== Task statement ==
Copy all lines in the material holding the string "vane".

== Exercise input ==
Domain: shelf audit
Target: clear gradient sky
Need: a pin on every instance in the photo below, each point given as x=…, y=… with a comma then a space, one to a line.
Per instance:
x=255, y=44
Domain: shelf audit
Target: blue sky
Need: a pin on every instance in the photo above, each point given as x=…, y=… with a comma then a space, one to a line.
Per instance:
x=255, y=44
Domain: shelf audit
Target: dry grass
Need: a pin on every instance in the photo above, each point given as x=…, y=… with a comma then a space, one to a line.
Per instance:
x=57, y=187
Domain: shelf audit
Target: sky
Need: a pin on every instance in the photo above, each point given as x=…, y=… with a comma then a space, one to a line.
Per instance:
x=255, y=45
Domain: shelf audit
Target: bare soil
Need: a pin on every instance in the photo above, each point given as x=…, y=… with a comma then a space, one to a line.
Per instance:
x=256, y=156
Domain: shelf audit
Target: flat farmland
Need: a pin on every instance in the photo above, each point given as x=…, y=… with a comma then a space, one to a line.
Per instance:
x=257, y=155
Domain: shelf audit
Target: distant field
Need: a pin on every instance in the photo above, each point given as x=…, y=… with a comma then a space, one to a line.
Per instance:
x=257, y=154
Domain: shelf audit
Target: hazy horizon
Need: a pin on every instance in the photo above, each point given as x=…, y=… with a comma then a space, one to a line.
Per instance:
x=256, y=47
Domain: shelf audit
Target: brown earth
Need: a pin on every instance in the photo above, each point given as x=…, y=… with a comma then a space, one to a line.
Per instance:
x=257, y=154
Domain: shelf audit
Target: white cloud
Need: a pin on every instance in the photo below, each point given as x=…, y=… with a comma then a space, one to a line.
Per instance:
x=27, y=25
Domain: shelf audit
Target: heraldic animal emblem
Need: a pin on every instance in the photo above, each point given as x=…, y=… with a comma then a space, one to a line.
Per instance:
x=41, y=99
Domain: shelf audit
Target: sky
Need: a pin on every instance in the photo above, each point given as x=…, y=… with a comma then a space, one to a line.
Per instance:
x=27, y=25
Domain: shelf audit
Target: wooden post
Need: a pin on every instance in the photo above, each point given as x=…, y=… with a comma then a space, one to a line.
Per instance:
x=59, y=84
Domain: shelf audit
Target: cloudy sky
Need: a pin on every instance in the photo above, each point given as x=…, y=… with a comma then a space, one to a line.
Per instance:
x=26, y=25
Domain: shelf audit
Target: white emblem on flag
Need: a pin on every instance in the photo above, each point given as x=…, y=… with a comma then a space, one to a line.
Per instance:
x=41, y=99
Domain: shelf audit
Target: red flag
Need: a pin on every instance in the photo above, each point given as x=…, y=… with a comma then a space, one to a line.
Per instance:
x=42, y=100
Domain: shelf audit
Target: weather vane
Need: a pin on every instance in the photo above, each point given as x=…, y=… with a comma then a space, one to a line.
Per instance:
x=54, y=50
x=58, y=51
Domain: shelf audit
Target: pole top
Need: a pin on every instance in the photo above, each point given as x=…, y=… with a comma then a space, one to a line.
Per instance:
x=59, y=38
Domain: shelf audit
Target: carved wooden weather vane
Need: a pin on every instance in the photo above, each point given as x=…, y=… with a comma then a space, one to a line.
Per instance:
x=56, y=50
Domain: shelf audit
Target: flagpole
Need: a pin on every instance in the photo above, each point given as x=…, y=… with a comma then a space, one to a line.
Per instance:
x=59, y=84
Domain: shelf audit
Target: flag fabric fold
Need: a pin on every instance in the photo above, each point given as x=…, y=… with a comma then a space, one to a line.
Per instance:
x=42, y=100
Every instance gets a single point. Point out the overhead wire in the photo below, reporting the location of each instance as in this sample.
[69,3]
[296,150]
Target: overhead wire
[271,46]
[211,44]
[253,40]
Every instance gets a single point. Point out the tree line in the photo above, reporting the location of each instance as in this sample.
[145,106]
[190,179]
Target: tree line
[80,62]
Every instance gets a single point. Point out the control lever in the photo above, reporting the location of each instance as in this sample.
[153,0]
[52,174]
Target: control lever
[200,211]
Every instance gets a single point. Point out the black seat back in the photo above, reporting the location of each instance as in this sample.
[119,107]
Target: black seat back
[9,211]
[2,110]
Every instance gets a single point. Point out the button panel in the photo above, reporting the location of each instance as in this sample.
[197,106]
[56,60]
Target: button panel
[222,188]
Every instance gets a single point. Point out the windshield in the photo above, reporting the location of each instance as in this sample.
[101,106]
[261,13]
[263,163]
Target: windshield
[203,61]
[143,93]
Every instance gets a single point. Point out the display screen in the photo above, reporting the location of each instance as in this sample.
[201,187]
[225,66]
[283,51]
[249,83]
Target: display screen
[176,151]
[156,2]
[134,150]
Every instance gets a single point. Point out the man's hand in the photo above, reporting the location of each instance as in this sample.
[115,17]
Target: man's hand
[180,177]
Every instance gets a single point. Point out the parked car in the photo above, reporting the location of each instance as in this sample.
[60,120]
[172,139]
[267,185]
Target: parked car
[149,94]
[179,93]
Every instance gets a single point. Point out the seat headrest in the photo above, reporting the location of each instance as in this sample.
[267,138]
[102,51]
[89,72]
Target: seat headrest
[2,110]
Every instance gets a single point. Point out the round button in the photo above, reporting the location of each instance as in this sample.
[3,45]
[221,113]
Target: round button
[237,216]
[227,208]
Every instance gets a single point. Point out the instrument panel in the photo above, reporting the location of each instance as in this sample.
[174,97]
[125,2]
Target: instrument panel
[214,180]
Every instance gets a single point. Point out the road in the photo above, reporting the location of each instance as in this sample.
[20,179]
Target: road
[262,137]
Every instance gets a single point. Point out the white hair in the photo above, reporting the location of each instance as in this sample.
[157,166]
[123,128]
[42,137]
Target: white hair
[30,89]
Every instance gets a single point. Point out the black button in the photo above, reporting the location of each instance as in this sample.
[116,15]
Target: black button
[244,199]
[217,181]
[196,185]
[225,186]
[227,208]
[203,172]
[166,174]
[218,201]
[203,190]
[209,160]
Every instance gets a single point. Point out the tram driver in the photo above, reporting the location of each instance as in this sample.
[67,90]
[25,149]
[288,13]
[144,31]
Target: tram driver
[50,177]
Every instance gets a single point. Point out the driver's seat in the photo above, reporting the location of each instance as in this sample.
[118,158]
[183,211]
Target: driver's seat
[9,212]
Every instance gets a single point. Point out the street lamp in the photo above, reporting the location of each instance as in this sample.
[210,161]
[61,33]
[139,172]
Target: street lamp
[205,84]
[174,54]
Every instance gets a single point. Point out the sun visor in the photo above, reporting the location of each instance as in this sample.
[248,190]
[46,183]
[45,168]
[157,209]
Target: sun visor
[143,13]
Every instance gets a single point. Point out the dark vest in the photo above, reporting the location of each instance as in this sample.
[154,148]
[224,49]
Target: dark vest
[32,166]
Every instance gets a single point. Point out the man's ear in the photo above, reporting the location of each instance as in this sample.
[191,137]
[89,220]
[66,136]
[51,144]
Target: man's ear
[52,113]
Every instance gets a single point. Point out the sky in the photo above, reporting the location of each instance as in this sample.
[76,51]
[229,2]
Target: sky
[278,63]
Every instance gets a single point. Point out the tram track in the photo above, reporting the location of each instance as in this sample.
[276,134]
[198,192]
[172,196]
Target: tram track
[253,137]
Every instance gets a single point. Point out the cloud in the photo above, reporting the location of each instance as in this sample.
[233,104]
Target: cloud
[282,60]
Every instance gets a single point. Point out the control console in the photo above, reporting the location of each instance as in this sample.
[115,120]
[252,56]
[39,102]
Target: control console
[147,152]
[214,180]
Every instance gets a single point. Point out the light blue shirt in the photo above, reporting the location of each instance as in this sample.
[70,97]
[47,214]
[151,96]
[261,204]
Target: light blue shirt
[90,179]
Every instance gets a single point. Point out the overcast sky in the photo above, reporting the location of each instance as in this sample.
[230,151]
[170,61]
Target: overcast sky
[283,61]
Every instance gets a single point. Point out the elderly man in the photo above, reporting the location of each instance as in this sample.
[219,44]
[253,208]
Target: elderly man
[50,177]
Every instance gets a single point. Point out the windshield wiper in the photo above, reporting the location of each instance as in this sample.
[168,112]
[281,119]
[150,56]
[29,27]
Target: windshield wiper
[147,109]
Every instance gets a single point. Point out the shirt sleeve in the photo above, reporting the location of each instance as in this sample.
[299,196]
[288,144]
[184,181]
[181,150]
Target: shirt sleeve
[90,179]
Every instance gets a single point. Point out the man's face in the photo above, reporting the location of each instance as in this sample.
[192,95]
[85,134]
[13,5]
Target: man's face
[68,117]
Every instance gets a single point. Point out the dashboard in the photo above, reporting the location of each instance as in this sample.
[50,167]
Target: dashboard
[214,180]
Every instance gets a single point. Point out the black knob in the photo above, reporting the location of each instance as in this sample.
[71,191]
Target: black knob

== Result of the task ==
Target: weather vane
Target: carved wooden weather vane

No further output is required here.